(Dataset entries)
• • • • • • •

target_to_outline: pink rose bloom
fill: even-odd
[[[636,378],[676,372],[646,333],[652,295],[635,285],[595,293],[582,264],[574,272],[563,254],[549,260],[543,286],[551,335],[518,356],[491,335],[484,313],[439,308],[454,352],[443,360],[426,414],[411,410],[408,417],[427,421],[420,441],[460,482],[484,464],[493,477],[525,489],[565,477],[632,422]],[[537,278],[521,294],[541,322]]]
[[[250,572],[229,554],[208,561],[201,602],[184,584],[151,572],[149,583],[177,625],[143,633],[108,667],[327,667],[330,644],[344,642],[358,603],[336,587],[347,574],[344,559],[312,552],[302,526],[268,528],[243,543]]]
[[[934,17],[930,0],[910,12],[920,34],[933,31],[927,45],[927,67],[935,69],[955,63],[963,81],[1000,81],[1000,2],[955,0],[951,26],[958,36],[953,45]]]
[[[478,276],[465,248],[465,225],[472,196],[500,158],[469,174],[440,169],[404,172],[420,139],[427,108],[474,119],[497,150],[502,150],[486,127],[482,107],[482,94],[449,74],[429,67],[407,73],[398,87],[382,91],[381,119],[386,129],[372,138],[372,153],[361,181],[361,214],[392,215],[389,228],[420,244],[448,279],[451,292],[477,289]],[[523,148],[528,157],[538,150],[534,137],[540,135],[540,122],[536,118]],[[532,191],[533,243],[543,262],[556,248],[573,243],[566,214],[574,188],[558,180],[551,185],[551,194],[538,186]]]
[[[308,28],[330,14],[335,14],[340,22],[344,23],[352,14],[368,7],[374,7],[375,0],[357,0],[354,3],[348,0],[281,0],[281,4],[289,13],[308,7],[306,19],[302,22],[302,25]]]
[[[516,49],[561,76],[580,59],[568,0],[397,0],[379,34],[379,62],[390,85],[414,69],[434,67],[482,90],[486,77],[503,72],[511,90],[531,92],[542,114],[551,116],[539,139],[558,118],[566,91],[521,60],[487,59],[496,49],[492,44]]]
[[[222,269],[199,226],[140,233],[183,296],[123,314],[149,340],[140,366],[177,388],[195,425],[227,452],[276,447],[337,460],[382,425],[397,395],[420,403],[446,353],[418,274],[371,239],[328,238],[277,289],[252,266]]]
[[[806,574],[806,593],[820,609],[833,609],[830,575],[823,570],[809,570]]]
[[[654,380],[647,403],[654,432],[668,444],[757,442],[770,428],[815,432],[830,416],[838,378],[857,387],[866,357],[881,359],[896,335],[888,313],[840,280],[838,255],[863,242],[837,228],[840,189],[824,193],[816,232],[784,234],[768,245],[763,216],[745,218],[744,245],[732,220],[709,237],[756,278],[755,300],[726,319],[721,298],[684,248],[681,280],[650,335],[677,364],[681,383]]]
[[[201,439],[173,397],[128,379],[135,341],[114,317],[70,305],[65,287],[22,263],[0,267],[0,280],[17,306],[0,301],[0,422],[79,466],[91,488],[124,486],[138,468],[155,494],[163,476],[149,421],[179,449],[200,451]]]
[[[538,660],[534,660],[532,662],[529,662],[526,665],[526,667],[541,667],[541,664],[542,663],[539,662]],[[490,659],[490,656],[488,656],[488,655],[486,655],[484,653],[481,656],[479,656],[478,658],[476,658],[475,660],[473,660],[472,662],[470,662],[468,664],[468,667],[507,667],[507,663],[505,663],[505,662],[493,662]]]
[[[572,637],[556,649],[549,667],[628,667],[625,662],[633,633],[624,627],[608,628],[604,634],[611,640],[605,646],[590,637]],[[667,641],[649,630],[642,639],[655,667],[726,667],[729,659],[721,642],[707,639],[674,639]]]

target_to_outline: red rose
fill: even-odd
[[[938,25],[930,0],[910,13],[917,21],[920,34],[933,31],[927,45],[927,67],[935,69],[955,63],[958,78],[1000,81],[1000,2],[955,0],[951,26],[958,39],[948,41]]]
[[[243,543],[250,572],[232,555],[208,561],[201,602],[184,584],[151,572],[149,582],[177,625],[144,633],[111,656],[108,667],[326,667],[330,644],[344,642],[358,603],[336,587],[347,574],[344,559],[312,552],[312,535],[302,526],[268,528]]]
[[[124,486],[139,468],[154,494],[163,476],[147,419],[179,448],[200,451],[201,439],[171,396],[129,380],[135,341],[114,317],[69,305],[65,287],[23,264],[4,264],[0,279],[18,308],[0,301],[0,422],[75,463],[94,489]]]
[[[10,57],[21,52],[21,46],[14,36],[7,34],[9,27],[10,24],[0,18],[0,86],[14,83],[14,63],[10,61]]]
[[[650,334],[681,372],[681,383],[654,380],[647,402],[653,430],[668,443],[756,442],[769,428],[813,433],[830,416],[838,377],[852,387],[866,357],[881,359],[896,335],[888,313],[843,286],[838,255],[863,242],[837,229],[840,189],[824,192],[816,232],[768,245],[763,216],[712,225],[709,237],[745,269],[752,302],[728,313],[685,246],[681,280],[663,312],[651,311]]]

• • • • • • •

--- PROBLEM DESCRIPTION ---
All lines above with the word "rose" need to be reported.

--- RESPONSE AREA ---
target_to_outline: pink rose bloom
target_to_outline: red rose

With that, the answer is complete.